--- start Supplied records ---

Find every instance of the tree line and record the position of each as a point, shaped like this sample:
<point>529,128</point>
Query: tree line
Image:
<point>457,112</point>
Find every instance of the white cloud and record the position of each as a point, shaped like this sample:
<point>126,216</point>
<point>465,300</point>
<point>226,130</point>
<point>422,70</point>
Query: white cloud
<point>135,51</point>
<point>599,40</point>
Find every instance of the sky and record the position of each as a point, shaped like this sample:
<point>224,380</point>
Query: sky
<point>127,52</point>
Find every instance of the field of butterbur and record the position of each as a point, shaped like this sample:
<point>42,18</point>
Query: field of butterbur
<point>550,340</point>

--- end Supplied records ---
--- start Supplied records ---

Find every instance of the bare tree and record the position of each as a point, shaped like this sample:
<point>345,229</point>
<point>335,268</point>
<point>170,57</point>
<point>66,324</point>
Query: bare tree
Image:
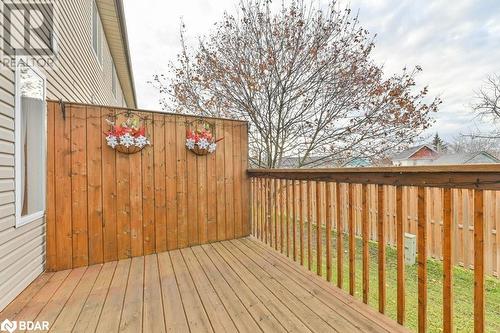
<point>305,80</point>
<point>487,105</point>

--- end Supplied records ---
--- start Supplied records ---

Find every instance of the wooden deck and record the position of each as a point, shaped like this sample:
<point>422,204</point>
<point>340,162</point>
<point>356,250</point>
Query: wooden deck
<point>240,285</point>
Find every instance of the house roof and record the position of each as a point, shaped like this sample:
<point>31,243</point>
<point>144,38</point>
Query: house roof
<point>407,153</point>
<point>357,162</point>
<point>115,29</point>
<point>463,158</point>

--- end Supplied records ---

Please copy out the data above word for word, from the line with "Find every instance of the tree" to the line with "<point>550,340</point>", both of those lines included.

Find every instance of the tree line and record the position of each as a point, shaped like this sample:
<point>529,128</point>
Query: tree line
Image:
<point>457,112</point>
Find every instance of the white cloud and record the position of each as a point, shaped like this sample:
<point>126,216</point>
<point>465,300</point>
<point>226,130</point>
<point>422,70</point>
Query: white cloud
<point>135,51</point>
<point>599,40</point>
Find every instance of the sky and record the position of each as a point, shaped like this sample:
<point>224,380</point>
Query: sky
<point>127,52</point>
Find every instance of the field of butterbur and record the position of each as a point, shaped like this sample:
<point>42,18</point>
Query: field of butterbur
<point>550,340</point>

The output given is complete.